## PROBLEM TO SOLVE
I'd like the entries that follow repeated exactly, with the pictures left out.

## THE RECORDS
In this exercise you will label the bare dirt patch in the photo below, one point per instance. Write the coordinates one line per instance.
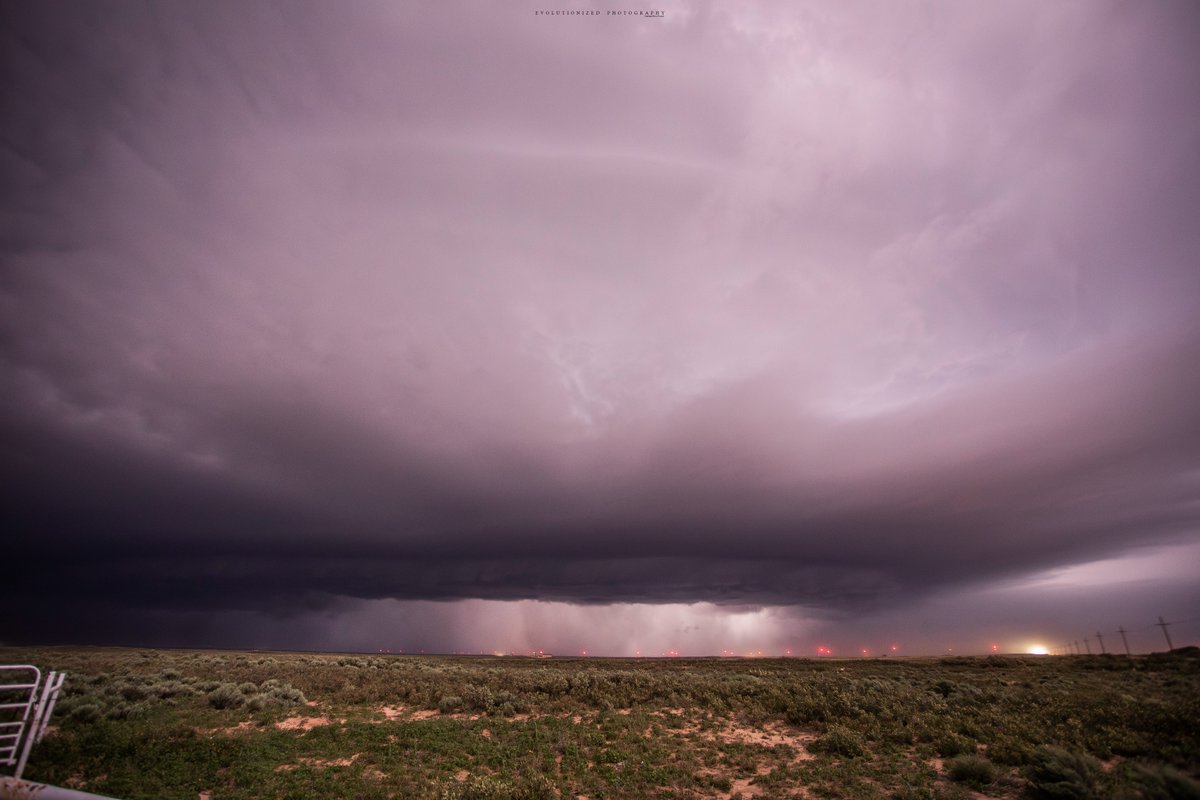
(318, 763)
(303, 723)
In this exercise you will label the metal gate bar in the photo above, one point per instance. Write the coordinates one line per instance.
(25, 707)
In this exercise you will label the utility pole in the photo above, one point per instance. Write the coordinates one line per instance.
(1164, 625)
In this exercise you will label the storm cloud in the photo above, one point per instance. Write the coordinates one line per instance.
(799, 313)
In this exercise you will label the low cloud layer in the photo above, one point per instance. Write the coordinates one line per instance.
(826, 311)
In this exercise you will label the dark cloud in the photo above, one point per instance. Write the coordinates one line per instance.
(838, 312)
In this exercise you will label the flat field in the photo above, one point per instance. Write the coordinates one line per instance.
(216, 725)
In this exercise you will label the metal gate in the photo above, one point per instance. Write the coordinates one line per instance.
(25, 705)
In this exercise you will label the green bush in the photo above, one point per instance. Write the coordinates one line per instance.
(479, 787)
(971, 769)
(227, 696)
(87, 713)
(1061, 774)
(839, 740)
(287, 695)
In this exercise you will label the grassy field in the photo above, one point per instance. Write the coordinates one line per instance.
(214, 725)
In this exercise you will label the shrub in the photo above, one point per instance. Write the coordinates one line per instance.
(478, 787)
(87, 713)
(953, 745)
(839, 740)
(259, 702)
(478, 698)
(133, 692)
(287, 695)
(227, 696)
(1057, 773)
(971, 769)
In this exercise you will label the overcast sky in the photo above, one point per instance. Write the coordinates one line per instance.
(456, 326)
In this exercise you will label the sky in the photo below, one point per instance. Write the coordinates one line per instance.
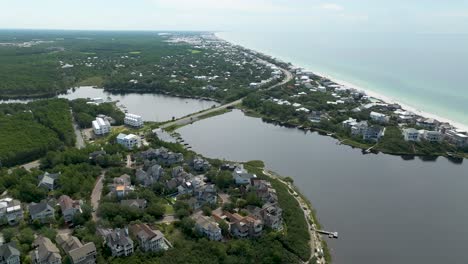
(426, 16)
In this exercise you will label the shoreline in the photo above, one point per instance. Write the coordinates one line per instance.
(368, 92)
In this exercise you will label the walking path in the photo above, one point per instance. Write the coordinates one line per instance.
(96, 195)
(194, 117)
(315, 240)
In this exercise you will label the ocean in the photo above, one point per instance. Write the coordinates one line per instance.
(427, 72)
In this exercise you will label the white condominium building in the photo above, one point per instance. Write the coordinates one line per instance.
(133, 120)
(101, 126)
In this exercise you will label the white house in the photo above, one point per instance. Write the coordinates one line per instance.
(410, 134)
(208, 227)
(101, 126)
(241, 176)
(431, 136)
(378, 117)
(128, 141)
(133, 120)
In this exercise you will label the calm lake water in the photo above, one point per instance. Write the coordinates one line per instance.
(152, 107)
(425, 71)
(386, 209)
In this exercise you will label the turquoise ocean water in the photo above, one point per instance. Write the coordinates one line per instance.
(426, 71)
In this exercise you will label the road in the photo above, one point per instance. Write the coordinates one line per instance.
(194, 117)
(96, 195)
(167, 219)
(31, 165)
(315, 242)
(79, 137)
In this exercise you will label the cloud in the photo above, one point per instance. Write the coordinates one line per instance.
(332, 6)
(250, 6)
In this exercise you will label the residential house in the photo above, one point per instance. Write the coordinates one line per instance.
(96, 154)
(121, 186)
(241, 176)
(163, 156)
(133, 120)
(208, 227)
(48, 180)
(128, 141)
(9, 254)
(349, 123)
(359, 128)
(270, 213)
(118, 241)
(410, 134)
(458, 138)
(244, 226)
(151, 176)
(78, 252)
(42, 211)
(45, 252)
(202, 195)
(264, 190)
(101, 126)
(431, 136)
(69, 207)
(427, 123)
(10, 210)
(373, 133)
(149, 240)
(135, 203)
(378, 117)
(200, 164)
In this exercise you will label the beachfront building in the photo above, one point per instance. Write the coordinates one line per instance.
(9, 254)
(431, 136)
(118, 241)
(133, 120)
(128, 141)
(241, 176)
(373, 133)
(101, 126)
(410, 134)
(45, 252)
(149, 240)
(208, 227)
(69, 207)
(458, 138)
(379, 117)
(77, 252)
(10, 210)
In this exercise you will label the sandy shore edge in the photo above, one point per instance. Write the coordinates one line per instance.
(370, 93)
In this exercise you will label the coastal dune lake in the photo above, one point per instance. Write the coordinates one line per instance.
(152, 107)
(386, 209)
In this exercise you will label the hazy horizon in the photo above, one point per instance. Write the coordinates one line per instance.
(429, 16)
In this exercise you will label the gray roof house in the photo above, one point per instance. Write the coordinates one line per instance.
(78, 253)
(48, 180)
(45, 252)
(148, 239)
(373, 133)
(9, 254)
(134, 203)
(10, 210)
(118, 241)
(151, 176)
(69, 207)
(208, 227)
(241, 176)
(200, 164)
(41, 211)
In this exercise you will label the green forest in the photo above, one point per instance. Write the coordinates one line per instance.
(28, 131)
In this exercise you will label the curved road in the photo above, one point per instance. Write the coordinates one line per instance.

## RESULT OF THIS TASK
In this exercise you will label the bare dirt patch in the photo below, one point per instance. Write the coordinates one line per instance.
(318, 763)
(303, 723)
In this exercise you will label the metal gate bar in the photo above, one point per instance. Write the coordinates one line per instance.
(25, 707)
In this exercise you will label the utility pole in the photo above, one point per instance. Write the coordinates one line per instance.
(1164, 625)
In this exercise you will label the storm cloud in the photo above, one point per instance. Write the coordinates one line per instance.
(799, 313)
In this exercise you will label the low cloud layer in the photo above, one point per instance. Write the coordinates one line per instance.
(826, 311)
In this exercise you will label the dark cloud in the photo above, one point per instance. Write the coordinates one line per instance.
(838, 312)
In this exercise you will label the flat field in the photo above, one point per instance. Write the coordinates one line per instance.
(216, 725)
In this exercise you will label the metal gate in the photo above, one point per instance. Write the coordinates one line per instance.
(25, 705)
In this exercise you will label the green bush in the photo above, one point per instance. Write the coordinates one line per instance.
(479, 787)
(971, 769)
(227, 696)
(87, 713)
(1061, 774)
(839, 740)
(287, 695)
In this exercise you will label the grassy field in the photo above, one point per instance. Write the coordinates one line per instance.
(214, 725)
In this exercise you will label the shrub in the photo above, one point per instance. Write the coordinates one line per instance.
(478, 787)
(87, 713)
(953, 745)
(839, 740)
(259, 702)
(478, 698)
(133, 692)
(287, 695)
(227, 696)
(1057, 773)
(971, 769)
In this exercise you will label the overcast sky in the photo above, one point per instance. Write the coordinates one line per instance.
(456, 326)
In this exercise you will label the sky in the photo below, one point per instance. Write the coordinates one line per instance.
(426, 16)
In this exercise you will label the shoreline in the photo above, one point per instance. Write the coordinates one line per instance.
(368, 92)
In this exercise you will label the walking path in the photo above, one point per instance. Write the coordinates one line per instance.
(96, 195)
(194, 117)
(315, 240)
In this exercise you will label the ocean in the photo above, one point per instance. Write the coordinates one line per instance.
(427, 72)
In this exercise you will label the white condominium building in the photo above, one point per instance. Write the coordinates one line per instance.
(133, 120)
(101, 126)
In this exercise you will label the white house in the photo above, one point per instance. Write the coordinates one line per instance.
(410, 134)
(208, 227)
(101, 126)
(241, 176)
(431, 136)
(378, 117)
(128, 141)
(133, 120)
In this exercise you will label the calm lake water in the photo above, one point per instance. Write the coordinates one line per instance.
(152, 107)
(425, 71)
(386, 209)
In this exercise you will label the turquoise ocean water in the photo above, one point per instance. Write the coordinates one line per instance.
(426, 71)
In this exercise you will label the road in the photo above, one point per instance. Write the coordinates one line per instance.
(194, 117)
(96, 195)
(167, 219)
(31, 165)
(315, 242)
(79, 137)
In this exercise you will label the cloud in the photo above, one point per instance. Write the coordinates one line per instance.
(332, 6)
(250, 6)
In this exercise you will label the residential house in the photo above, one point per instance. Write the coordinates one line per instance.
(96, 154)
(121, 186)
(241, 176)
(163, 156)
(133, 120)
(208, 227)
(48, 180)
(128, 141)
(9, 254)
(349, 123)
(359, 128)
(270, 213)
(118, 241)
(410, 134)
(458, 138)
(244, 226)
(151, 176)
(78, 252)
(42, 211)
(45, 252)
(202, 195)
(264, 190)
(101, 126)
(431, 136)
(69, 207)
(427, 123)
(10, 210)
(373, 133)
(149, 240)
(135, 203)
(378, 117)
(200, 164)
In this exercise you will label the beachfront building in the photo above, one point per instance. Write the coordinates one line per instance.
(9, 254)
(431, 136)
(118, 241)
(133, 120)
(128, 141)
(241, 176)
(373, 133)
(101, 126)
(410, 134)
(45, 252)
(149, 240)
(208, 227)
(69, 207)
(458, 138)
(379, 117)
(77, 252)
(10, 210)
In this exercise you will label the sandy shore edge in the photo above, one point per instance. Write the coordinates one line per instance.
(370, 93)
In this exercise you will label the coastal dune lake in the photo above, one point per instance. Write the coordinates one line per instance.
(152, 107)
(386, 209)
In this exercise you will label the hazy horizon in the photo above, one point per instance. Write the coordinates one line per instance.
(429, 16)
In this exercise you will label the gray roof house in the photo above, one point per instance. Write the coordinates one line per instance.
(78, 253)
(48, 180)
(45, 252)
(148, 239)
(373, 133)
(9, 254)
(134, 203)
(10, 210)
(118, 241)
(151, 176)
(69, 207)
(208, 227)
(241, 176)
(200, 164)
(41, 211)
In this exercise you will label the green forest in the photo above, one point per instance. Write the coordinates one line per instance.
(28, 131)
In this exercise you will label the curved road in the photo above, one point per instance. Write the coordinates one line per instance.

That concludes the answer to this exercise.